Activity ::
Locate all lines in the data below that hold "truffle" and show them.

Extracted information ::
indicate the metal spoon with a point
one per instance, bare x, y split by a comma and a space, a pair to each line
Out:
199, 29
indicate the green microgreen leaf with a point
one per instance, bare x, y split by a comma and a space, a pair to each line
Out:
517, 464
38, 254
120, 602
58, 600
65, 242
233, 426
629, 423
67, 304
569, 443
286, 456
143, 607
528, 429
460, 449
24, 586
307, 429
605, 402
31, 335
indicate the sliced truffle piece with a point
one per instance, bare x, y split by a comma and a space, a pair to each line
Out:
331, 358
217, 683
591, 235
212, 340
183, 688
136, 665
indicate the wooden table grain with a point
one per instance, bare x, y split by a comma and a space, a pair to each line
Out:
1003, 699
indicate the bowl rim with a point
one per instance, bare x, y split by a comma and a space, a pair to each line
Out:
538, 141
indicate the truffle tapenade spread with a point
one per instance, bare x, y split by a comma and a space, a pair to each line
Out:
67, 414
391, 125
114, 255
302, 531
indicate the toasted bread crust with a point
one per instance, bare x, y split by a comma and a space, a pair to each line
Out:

Result of the task ::
indicate the sliced truffle piece with a point
indicate the truffle tapenade spread with a point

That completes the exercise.